TASK OBJECTIVE -> Go through the data and copy each line where the string "hand" appears.

*** Opening of DATA RECORDS ***

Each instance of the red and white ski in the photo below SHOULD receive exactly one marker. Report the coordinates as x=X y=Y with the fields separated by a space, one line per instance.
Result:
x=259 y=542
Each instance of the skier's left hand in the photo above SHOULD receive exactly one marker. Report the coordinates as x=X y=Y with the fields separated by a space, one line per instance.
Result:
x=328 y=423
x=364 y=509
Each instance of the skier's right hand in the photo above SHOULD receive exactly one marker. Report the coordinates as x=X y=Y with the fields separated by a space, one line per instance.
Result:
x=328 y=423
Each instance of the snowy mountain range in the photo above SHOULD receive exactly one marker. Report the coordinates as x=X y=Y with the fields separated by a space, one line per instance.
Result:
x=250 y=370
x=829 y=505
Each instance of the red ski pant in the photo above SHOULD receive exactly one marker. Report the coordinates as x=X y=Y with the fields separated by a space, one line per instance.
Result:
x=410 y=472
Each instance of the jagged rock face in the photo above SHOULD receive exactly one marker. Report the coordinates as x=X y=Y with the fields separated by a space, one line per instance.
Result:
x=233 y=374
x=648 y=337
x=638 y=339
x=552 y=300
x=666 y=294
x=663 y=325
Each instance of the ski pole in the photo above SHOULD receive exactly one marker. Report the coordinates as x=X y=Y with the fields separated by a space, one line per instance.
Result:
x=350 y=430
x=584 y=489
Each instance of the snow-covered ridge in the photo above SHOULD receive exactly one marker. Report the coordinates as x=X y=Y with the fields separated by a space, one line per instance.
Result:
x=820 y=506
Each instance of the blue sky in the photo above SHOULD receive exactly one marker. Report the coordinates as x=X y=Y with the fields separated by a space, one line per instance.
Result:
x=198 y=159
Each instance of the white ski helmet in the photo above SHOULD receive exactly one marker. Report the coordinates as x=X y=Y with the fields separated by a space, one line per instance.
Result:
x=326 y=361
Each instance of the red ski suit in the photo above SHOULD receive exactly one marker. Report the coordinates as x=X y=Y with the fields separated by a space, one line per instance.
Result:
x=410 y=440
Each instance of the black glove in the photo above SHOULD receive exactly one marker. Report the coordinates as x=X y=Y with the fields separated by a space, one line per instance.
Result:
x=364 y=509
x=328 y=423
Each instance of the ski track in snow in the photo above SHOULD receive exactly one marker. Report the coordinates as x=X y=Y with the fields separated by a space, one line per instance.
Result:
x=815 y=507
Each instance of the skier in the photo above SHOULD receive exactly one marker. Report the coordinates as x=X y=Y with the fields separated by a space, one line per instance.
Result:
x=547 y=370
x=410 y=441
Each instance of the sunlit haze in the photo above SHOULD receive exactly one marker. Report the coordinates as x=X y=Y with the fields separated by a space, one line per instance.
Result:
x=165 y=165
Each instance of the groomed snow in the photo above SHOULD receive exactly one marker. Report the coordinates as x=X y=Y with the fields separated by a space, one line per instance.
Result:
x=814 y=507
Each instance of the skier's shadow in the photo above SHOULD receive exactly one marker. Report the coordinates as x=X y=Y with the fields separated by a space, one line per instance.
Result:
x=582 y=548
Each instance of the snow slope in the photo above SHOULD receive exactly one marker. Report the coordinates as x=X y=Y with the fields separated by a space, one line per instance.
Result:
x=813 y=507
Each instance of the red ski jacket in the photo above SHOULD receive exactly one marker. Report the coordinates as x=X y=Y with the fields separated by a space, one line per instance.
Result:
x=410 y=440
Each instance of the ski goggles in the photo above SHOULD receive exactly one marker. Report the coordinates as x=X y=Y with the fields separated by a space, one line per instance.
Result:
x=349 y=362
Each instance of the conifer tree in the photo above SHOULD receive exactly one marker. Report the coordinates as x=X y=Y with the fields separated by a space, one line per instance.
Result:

*** Close of DATA RECORDS ***

SOLUTION TO THIS PROBLEM ->
Each instance of the skier's left hand in the photo above SHOULD receive exactly one marker. Report the coordinates as x=X y=Y with the fields separated by a space, one line per instance.
Each instance of the skier's right hand in the photo above SHOULD receive exactly one marker. Report the coordinates as x=X y=Y with the fields separated by a space, one line per instance.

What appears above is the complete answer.